== Records shown ==
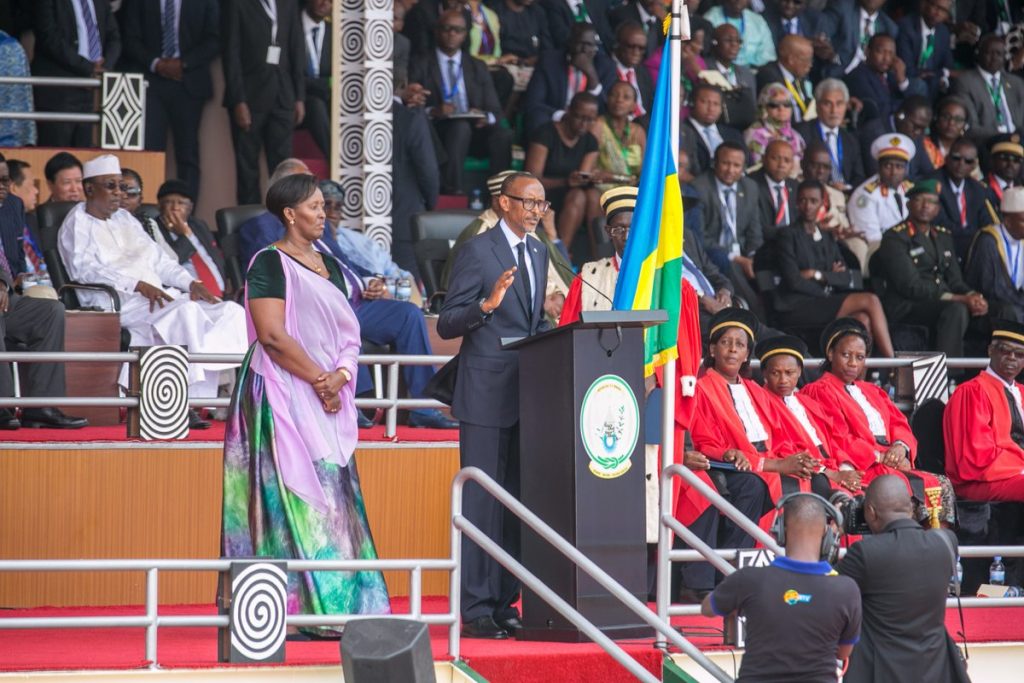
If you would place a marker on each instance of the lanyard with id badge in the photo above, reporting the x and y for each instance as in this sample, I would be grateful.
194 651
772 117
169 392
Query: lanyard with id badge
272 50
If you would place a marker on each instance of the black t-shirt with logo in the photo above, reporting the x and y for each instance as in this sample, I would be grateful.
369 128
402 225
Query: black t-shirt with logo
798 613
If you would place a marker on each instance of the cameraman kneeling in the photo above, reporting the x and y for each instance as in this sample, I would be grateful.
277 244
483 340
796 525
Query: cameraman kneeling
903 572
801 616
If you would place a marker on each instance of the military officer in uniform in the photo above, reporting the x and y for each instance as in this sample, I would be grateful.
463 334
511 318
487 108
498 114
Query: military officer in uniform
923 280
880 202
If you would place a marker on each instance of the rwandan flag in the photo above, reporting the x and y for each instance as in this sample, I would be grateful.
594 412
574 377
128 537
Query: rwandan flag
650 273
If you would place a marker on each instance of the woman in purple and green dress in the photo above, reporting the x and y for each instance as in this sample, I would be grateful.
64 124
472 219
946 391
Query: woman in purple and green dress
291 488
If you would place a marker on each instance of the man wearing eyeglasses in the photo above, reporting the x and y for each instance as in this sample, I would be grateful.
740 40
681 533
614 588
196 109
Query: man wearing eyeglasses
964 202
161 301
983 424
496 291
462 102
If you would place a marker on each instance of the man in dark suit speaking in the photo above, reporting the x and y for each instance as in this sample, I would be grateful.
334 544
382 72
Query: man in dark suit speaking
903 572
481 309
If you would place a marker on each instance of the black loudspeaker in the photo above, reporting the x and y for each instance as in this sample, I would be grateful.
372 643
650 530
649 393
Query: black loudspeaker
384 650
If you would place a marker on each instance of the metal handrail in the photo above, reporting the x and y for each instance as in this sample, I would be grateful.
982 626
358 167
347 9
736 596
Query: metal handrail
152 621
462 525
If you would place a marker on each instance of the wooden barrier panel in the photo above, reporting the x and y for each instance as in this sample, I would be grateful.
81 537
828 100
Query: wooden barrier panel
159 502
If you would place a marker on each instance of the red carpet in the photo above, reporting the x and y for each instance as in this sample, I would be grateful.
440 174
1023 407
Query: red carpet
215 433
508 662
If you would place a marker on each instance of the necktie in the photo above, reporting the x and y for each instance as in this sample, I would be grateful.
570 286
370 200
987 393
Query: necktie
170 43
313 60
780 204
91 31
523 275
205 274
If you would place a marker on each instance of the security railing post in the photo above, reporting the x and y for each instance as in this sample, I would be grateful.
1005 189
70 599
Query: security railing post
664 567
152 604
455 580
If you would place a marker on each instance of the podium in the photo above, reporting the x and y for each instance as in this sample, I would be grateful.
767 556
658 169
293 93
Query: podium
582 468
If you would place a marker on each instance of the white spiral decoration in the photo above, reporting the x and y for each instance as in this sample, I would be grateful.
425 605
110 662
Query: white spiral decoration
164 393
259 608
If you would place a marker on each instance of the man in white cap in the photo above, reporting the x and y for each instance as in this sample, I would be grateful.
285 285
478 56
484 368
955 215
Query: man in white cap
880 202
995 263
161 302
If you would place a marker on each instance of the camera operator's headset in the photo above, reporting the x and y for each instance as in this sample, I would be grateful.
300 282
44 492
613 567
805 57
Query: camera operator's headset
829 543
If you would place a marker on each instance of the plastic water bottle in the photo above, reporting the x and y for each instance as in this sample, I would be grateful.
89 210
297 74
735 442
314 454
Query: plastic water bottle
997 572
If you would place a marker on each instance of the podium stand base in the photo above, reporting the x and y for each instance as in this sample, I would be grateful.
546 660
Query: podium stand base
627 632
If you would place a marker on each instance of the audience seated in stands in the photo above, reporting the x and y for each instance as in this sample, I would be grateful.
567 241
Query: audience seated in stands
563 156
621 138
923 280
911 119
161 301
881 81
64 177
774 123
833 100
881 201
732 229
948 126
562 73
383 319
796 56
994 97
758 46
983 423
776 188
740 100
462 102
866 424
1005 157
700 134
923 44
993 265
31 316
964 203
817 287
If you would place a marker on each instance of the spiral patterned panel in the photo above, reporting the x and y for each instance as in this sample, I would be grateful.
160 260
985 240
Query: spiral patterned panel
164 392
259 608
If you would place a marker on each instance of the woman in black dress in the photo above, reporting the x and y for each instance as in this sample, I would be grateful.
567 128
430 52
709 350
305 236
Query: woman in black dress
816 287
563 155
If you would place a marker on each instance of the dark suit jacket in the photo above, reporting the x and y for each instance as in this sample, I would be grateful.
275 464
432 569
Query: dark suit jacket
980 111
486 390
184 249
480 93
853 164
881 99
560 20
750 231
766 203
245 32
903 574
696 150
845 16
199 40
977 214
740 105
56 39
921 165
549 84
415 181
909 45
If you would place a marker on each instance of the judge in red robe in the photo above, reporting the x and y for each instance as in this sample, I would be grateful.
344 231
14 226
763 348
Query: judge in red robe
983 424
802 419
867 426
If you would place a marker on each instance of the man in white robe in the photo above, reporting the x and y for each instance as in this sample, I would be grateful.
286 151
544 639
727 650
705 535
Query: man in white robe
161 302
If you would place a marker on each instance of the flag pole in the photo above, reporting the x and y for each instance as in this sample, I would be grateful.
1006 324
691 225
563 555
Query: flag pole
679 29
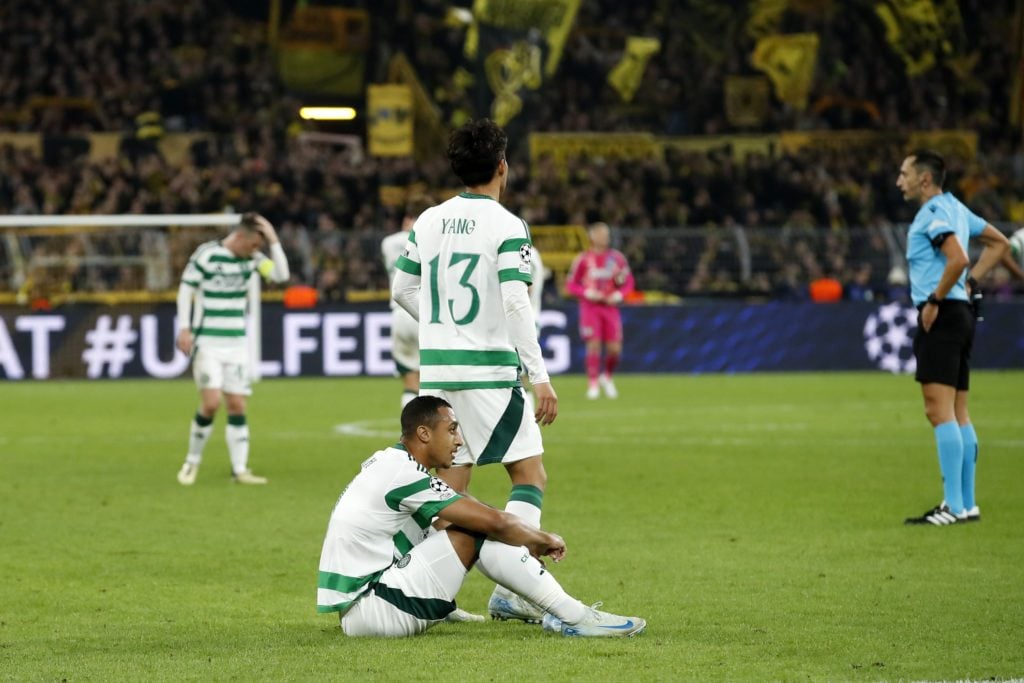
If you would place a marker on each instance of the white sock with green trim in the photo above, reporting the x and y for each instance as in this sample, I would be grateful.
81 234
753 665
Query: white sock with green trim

== Exercise ==
Each line from the one that contains "of the dark" through the end of the records should be restated exactly; include both end lines and leave any pictures out.

== Task result ==
If you would place a marker on each instance of the dark suit jacket in the photo above, reporting the x and y for each instance as in this sample, I would be grateful.
275 464
432 569
Query: dark suit jacket
980 111
486 390
184 249
480 93
853 164
881 99
560 20
750 231
766 203
245 32
903 574
696 150
845 16
199 40
977 214
740 105
56 39
921 165
549 84
415 181
909 45
If you would place a marker on each instance of the judge in red robe in the photo above, reporting the x and y for each instance as in this sample, I would be grateful.
344 231
14 226
763 348
Query: judge in red robe
983 424
802 419
867 426
If you would place a marker on each instance of the man in white robe in the photo above, reporting the x and y for each instance as in this sample, I would be grateful.
286 151
544 639
727 650
705 535
Query: man in white robe
161 302
If you would place a marker on each instance of the flag pole in the photo above, reporting the x and y for each instance as in this sample, I would be grateful.
1006 324
691 225
563 555
Query: flag pole
679 29
If you would place a marker on each instance of the white sock with green trim in the photo above, reporting the x and y for each instance as in this sample, I would be grateful.
81 234
753 665
Query: white sock with green trim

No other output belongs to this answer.